Text shown -
How to Maximise PR for Your Business


Public relations (PR) is an effective way for businesses to gain publicity, create a particular image for your business and attract new clients. Here are some tips on how to maximise PR for your business:

Join our Business Achievers community and get access to downloads to help your business, free online training courses and network with members to help grow your business. 

Effective PR for your business

Effective public relations can:

  • make your target market aware of your unique selling proposition
  • increase the number of people who are aware of your business
  • educate the public about your business
  • increase consumer interest in your products or services
  • help you gain client loyalty.

PR can take many forms, from a story in a local newspaper about your business to the handing out of pens with the company logo at a local event. In fact, there are seven main categories of public relations that all small business owners should be familiar with:

  1. press coverage
  2. special events
  3. sponsorship
  4. product placement
  5. merchandising
  6. advertorials
  7. incentives.

Let's take a look at these methods of PR in greater detail.

Problems and tasks -
A. Copy the PR tips text from "1. press coverage" to "in greater detail.".
B. Rewrite the rows from the first line through the line containing "[12,30,260,151]", replacing "pedestrian" with "person on foot" and changing nothing else. Leave out the pictures.
The PR tips text and the rows have no connection to each other.

Data to use -
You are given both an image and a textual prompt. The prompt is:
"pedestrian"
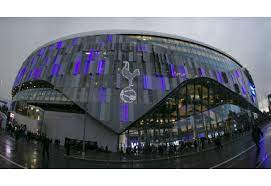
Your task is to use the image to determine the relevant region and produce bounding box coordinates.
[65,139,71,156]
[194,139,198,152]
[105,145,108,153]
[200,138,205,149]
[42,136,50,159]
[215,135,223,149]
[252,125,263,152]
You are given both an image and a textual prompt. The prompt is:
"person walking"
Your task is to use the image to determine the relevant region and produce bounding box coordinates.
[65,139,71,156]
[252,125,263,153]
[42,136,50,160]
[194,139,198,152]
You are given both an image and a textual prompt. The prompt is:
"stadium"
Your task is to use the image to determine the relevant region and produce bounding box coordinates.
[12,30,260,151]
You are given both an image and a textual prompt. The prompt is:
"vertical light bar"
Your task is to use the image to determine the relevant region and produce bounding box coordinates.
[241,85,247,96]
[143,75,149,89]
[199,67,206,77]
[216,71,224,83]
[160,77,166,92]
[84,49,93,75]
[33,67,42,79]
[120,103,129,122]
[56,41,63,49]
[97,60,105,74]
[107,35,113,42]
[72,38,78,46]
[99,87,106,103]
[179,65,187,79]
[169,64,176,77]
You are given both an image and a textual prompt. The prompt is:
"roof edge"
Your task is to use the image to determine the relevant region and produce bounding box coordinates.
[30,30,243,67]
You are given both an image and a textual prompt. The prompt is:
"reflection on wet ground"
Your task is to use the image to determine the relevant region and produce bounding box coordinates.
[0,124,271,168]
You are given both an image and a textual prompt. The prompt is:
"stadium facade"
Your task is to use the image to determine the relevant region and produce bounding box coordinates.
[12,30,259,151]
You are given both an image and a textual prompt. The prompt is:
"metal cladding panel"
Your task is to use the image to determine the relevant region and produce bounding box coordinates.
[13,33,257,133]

Per-task outputs -
A.
1. press coverage
  2. special events
  3. sponsorship
  4. product placement
  5. merchandising
  6. advertorials
  7. incentives.

Let's take a look at these methods of PR in greater detail.

B.
You are given both an image and a textual prompt. The prompt is:
"person on foot"
Your task is to use the image to determine the relevant region and produce bounding box coordinates.
[65,139,71,156]
[194,139,198,152]
[105,145,108,153]
[200,138,205,149]
[42,136,50,159]
[215,135,223,149]
[252,125,263,152]
You are given both an image and a textual prompt. The prompt is:
"person walking"
Your task is to use the image to determine the relevant region and produce bounding box coordinates.
[65,139,71,156]
[252,125,263,153]
[42,136,50,160]
[194,139,198,152]
You are given both an image and a textual prompt. The prompt is:
"stadium"
Your task is to use the image to determine the relevant region and produce bounding box coordinates.
[12,30,260,151]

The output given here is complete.